* _Work instruction_:
Reprint the entries without altering anything.

* _Data provided_:
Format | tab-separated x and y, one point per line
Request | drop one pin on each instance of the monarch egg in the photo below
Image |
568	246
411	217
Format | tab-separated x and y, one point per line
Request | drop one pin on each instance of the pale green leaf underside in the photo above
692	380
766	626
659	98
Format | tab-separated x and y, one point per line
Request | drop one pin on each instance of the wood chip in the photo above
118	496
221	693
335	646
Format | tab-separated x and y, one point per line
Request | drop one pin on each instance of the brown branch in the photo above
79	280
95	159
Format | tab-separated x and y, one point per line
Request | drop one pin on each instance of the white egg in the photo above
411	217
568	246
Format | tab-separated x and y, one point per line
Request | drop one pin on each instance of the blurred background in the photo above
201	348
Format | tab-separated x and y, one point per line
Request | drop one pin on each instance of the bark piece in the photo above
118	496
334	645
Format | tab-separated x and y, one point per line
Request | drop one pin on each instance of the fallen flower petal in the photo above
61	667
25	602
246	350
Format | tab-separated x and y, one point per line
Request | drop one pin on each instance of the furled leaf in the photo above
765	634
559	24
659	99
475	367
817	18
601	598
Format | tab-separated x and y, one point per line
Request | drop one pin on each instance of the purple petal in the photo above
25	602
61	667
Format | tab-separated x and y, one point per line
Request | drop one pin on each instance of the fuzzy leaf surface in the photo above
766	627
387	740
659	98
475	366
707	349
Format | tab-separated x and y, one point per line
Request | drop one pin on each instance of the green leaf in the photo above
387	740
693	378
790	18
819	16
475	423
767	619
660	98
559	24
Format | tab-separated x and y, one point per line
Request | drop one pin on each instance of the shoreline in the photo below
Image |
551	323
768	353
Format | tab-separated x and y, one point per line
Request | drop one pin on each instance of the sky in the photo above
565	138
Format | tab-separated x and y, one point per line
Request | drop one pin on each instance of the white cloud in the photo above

* _Result for this task_:
Format | tab-separated x and y, one point per line
Request | drop one pin on each instance of the monarch egg in the photo below
Image |
568	246
411	217
Format | tab-separated x and y, one point per line
Request | drop one pin on each instance of the pale green leaf underside in the photo above
692	380
766	626
659	98
Format | tab-separated x and y, one point per line
Request | drop one pin on each instance of the wood chip in the photo above
118	496
221	693
335	646
Format | tab-separated x and y, one point per line
Request | drop one pin on each instance of the brown branch in the photo above
79	280
95	159
Format | tab-separated x and y, one point per line
Request | drop one pin on each instance of the white egg in the photo above
411	217
568	246
Format | tab-separated x and y, one point per line
Request | drop one pin on each instance of the blurred background in the photo above
201	348
Format | tab-separated x and y, one point per line
Request | drop one pin on each instance of the bark piece in the photo above
118	496
334	645
Format | tab-separated x and y, one point per line
Request | drop one pin on each instance of the fallen flower petal in the photo above
61	667
25	602
246	350
Format | tab-separated x and y, one point per line
Request | drop one pin on each instance of the furled leaf in the photo above
765	634
559	24
659	99
475	367
817	18
601	598
Format | tab-separated x and y, one point per line
Request | drop one pin on each instance of the purple petal in the photo above
25	602
61	667
Format | tab-separated x and y, one point per line
Request | drop one pin on each instance of the fuzzy leaf surface in the photo above
766	627
387	740
659	98
475	366
707	349
Format | tab-separated x and y, one point per line
Request | drop one pin on each instance of the green leaf in the photo above
387	740
693	378
790	18
819	16
475	423
767	619
660	98
559	24
Format | tab-separated x and y, one point per line
Request | drop one pin on each instance of the shoreline in the photo below
Image |
551	323
768	353
Format | tab-separated x and y, one point per line
Request | drop one pin on each instance of the sky in the photo above
565	138
Format | tab-separated x and y, one point per line
Request | drop one pin on each instance of the white cloud in the photo above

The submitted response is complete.